## Task objective
Recast the whole listing below as a Markdown table with the columns Row and Line, giving each line its own numbered row and skipping blank lines.

## Entries provided
[start]
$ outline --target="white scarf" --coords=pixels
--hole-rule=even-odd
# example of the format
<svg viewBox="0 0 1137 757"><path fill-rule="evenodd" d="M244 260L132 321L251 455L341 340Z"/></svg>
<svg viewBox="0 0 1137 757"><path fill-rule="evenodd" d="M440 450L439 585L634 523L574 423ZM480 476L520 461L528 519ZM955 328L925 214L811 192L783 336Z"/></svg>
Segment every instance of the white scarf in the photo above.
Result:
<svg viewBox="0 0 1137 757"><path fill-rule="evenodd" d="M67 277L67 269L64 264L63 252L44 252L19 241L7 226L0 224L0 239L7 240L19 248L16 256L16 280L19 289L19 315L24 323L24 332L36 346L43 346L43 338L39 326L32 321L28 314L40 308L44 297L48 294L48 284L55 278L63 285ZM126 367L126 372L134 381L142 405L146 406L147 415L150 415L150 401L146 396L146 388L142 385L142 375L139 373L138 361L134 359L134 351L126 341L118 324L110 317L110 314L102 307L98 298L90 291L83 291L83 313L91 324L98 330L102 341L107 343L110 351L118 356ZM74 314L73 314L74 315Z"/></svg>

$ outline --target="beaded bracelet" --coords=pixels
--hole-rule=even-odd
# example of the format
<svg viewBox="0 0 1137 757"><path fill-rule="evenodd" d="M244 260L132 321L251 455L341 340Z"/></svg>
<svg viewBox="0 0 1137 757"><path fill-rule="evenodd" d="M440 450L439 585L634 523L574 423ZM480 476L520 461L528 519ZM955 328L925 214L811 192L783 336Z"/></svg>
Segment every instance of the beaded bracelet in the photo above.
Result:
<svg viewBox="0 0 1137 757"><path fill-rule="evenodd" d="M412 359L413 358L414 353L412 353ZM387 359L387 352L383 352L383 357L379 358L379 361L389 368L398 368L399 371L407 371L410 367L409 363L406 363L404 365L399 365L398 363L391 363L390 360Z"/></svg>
[end]
## Written reply
| Row | Line |
|---|---|
| 1 | $ outline --target="white scarf" --coords=pixels |
| 2 | --hole-rule=even-odd |
| 3 | # example of the format |
| 4 | <svg viewBox="0 0 1137 757"><path fill-rule="evenodd" d="M244 260L132 321L251 455L341 340Z"/></svg> |
| 5 | <svg viewBox="0 0 1137 757"><path fill-rule="evenodd" d="M440 450L439 585L634 523L574 423ZM480 476L520 461L528 519ZM955 328L925 214L811 192L783 336Z"/></svg> |
| 6 | Segment every instance of the white scarf in the photo above. |
| 7 | Result: |
| 8 | <svg viewBox="0 0 1137 757"><path fill-rule="evenodd" d="M67 277L67 269L64 264L63 252L44 252L19 241L7 226L0 224L0 239L7 240L19 248L16 256L16 280L19 289L19 315L24 323L24 332L36 346L43 346L43 338L39 326L32 321L28 314L40 308L44 297L48 294L48 284L55 278L63 285ZM126 367L126 372L134 381L142 405L146 406L147 415L150 415L150 401L146 396L146 388L142 385L142 375L139 373L138 361L134 359L134 351L126 341L118 324L110 317L110 314L102 307L98 298L90 291L83 291L83 313L91 324L98 330L102 341L107 343L110 351L118 356ZM74 314L73 314L74 315Z"/></svg> |
| 9 | $ outline --target="beaded bracelet" --coords=pixels |
| 10 | --hole-rule=even-odd |
| 11 | # example of the format |
| 12 | <svg viewBox="0 0 1137 757"><path fill-rule="evenodd" d="M244 260L132 321L251 455L341 340Z"/></svg> |
| 13 | <svg viewBox="0 0 1137 757"><path fill-rule="evenodd" d="M440 450L439 585L634 523L574 423ZM480 476L520 461L528 519ZM955 328L925 214L811 192L783 336Z"/></svg> |
| 14 | Segment every instance of the beaded bracelet in the photo above. |
| 15 | Result: |
| 16 | <svg viewBox="0 0 1137 757"><path fill-rule="evenodd" d="M412 359L413 358L414 353L412 353ZM387 359L387 352L383 352L383 357L379 358L379 361L389 368L398 368L399 371L407 371L410 367L409 363L406 363L404 365L399 365L398 363L391 363L390 360Z"/></svg> |